* _Objective a_
Please reproduce word for word the lines in the records below, starting with the line that contains "corresponds to baby." and going on through the line that contains "top-left (311, 172), bottom-right (448, 489)".

The strength or weakness of the US dollar can have a significant impact on the global investment landscape. In this article we explore the key factors we consider in assessing the likely path for the greenback, which looks overvalued on some measures, but could easily get more expensive.
The difficulty with currencies
Currencies are notoriously difficult to successfully forecast with any regularity, and they can also have a significant effect on portfolio returns, particularly given the elevated volatility we’ve seen in developed market currencies recently.
The focus is now firmly on the US dollar (USD), which has both direct and indirect impacts on the investment landscape, and the future path for the greenback is being hotly debated in investment circles.
In this article we will examine some of the key factors and signals that influence the world’s primary reserve and trade currency, and how these affect our investment strategy.
The impact of a strong US dollar
Clearly a stronger US dollar has a direct impact on sterling-based investment portfolios, in that US equity and bond positions will register a gain on the currency. Similarly, non-US companies that generate a large portion of their profits in US dollars may see a translation benefit.
We saw this in the UK following the EU referendum where sterling fell significantly, but many large, London-listed multi-nationals saw their share price surge on this translation effect. Of course, the reverse is also true for US dollar weakening.
The chart below shows the recent US dollar movement on a trade-weighted basis, putting the recent move in a broader context. The latest rally simply reverses some of the weakness we saw in late 2017 and early 2018, and the USD is some way off the post-election high we saw in December 2016, putting the USD in line with its three-year average level.
Trade-weighted US dollar
As the US dollar is the world’s reserve currency, there are also indirect impacts which can have a very significant and fundamental effect on the economic outlook. A strong dollar is generally bad news for emerging markets, where many governments and corporations borrow in USD rather than their own, less robust currencies. A strong USD can also exacerbate the US trade deficit, as US exports become less attractive and imports more attractive (that is, cheaper for US consumers). It is this point that has helped to inflame the recent trade tensions in the US, where the US President has all but called for a weaker US dollar to promote trade. Indeed, the effect of tariffs is partly equivalent to USD depreciation, in that they artificially increase the cost of imports to reduce demand in favour of domestic producers.

* _Objective b_
Write out the part of the US dollar article above word for word, starting with "The strength or" and going on through "in investment circles.".

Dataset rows
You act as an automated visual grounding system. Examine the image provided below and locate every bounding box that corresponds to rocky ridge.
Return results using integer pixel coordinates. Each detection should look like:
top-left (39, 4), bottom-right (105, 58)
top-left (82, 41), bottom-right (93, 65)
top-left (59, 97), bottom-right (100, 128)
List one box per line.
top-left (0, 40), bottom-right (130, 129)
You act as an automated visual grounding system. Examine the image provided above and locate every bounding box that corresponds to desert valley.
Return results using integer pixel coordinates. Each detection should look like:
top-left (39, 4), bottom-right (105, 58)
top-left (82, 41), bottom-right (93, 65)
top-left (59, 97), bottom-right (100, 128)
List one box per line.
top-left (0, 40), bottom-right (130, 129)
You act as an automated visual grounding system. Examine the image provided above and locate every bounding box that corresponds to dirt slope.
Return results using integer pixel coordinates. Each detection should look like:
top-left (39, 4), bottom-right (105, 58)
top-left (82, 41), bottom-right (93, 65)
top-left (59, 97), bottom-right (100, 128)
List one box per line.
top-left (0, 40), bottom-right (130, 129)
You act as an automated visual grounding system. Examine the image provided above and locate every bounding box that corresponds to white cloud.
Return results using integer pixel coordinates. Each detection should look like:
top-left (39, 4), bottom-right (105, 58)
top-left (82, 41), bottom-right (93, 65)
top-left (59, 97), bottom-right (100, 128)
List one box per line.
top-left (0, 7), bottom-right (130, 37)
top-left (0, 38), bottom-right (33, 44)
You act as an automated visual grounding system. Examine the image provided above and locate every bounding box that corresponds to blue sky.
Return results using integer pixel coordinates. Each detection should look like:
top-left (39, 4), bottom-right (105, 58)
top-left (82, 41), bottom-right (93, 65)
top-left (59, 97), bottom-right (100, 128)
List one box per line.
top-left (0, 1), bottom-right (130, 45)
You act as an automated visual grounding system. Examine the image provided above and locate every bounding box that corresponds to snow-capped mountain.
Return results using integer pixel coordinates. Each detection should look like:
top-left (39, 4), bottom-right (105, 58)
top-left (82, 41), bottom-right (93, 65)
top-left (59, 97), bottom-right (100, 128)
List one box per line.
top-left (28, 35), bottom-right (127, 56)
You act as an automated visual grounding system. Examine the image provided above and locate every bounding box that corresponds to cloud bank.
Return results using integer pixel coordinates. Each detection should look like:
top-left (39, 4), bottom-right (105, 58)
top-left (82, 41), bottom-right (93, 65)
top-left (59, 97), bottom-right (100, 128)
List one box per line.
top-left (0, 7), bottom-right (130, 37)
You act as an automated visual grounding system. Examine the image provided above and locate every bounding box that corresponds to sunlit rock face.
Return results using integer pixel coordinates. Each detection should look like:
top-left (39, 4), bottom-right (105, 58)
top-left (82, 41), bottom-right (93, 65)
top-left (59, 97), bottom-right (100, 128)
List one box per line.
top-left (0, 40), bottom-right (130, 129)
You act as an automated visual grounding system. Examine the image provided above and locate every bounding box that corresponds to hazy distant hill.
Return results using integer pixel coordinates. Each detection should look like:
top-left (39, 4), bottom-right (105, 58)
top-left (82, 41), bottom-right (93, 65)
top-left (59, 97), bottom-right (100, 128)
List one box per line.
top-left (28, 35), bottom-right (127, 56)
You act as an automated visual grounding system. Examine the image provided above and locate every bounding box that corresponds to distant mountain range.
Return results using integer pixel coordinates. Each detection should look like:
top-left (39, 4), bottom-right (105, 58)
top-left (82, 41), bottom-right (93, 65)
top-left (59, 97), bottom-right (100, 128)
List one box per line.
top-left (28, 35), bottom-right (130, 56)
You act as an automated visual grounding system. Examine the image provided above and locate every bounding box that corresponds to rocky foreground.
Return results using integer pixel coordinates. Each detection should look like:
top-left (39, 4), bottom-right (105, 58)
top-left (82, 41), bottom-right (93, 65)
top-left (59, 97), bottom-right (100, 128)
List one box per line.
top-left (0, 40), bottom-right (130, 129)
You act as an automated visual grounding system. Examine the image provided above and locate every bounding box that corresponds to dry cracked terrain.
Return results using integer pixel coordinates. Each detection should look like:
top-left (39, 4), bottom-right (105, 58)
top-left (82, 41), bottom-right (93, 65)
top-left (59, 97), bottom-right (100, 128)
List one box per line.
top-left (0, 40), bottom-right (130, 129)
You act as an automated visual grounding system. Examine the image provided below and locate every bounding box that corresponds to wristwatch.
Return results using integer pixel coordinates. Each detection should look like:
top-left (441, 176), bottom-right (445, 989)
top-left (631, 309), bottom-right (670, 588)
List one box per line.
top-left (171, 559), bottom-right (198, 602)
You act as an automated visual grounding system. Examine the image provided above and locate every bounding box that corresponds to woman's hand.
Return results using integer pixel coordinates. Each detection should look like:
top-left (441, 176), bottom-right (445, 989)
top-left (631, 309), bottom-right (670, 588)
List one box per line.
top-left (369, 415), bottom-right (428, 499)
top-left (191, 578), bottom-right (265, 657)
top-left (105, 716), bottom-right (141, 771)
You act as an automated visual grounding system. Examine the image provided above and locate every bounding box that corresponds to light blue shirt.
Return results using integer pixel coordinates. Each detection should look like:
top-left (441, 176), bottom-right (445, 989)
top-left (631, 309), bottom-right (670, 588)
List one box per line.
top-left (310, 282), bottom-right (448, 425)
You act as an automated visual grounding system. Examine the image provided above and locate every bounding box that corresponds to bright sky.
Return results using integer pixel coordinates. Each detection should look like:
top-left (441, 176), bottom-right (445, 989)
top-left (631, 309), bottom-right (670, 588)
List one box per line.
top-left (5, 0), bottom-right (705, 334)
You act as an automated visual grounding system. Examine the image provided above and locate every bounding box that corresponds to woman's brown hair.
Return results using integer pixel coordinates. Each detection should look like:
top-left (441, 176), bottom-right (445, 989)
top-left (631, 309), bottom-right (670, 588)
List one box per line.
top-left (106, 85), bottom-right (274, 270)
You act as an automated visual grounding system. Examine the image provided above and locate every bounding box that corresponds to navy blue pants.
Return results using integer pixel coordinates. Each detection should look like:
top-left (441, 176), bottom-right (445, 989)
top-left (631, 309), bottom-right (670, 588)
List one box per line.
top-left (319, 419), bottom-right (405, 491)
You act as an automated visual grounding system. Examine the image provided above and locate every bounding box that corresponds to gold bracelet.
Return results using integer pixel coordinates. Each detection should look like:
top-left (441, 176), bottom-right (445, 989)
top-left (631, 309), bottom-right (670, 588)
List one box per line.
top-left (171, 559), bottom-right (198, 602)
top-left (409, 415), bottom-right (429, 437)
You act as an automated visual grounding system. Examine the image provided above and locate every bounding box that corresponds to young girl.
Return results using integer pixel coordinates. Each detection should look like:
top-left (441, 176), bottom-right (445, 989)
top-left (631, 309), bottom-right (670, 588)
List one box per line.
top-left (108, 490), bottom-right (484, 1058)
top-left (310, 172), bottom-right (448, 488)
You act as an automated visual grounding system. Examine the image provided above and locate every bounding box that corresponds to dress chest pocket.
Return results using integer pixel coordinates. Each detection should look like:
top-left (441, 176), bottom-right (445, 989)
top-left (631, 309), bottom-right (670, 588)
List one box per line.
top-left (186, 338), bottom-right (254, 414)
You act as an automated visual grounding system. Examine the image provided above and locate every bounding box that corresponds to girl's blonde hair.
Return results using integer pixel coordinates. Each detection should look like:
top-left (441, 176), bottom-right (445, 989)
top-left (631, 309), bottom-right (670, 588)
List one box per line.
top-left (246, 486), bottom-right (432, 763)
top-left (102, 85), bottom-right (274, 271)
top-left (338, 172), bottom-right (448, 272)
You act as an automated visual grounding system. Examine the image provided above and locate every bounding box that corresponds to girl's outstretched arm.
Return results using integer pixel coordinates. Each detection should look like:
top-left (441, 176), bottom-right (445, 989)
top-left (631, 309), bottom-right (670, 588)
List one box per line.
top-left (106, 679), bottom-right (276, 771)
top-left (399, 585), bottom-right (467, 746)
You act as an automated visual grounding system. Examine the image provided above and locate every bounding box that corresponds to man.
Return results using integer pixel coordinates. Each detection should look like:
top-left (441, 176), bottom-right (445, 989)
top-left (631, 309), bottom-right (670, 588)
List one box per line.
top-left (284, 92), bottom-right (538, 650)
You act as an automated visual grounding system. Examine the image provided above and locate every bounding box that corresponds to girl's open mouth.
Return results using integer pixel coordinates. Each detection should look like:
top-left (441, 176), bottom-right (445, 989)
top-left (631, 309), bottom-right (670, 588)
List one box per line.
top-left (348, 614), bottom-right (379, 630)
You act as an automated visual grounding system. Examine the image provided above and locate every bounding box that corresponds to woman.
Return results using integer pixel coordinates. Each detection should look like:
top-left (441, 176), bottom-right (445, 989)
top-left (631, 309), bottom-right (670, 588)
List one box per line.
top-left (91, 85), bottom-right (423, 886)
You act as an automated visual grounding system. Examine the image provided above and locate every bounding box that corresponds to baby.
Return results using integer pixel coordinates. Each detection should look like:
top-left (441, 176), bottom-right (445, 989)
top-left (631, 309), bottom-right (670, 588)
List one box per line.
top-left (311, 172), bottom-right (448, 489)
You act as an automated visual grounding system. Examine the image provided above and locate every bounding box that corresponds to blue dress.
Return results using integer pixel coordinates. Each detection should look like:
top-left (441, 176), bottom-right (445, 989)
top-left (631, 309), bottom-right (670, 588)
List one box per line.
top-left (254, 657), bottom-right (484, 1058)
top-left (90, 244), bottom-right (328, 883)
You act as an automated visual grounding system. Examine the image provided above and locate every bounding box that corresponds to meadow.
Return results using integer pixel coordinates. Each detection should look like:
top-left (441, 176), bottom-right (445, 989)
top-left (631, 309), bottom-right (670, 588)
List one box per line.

* _Correct output a_
You act as an automated visual grounding system. Examine the image provided above and locate every bounding box that corresponds to baby.
Return results using integer pixel coordinates. Each detection should look like:
top-left (441, 176), bottom-right (445, 989)
top-left (631, 309), bottom-right (670, 588)
List one box per line.
top-left (311, 172), bottom-right (448, 489)

* _Correct output b_
The strength or weakness of the US dollar can have a significant impact on the global investment landscape. In this article we explore the key factors we consider in assessing the likely path for the greenback, which looks overvalued on some measures, but could easily get more expensive.
The difficulty with currencies
Currencies are notoriously difficult to successfully forecast with any regularity, and they can also have a significant effect on portfolio returns, particularly given the elevated volatility we’ve seen in developed market currencies recently.
The focus is now firmly on the US dollar (USD), which has both direct and indirect impacts on the investment landscape, and the future path for the greenback is being hotly debated in investment circles.